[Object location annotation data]
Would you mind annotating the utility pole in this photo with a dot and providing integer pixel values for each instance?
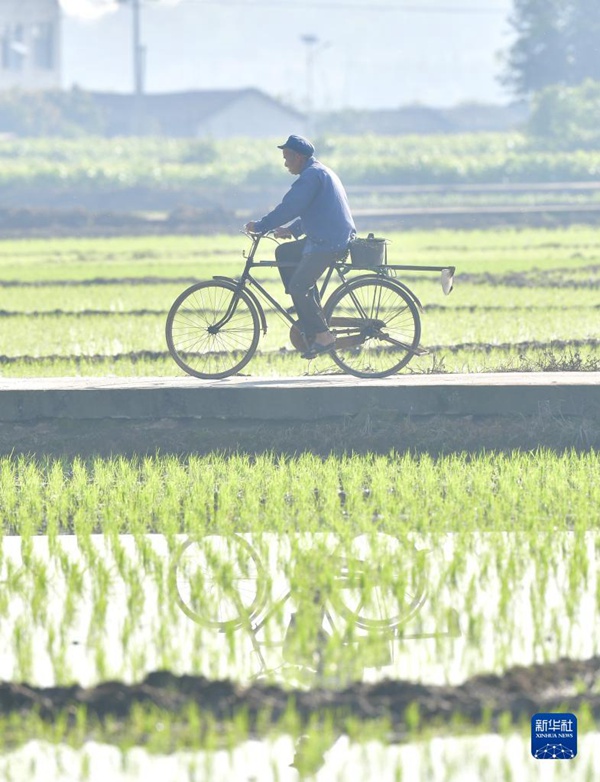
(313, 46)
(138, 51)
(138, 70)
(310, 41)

Exercise
Edit the data so that "utility pole" reads "telephone pole" and everything else stays the same. Omit the pictures from your answer.

Answer to this exercise
Would you mind annotating the telephone pole in this photo with a dot and providing integer pixel values for each instance?
(313, 46)
(138, 51)
(138, 70)
(310, 41)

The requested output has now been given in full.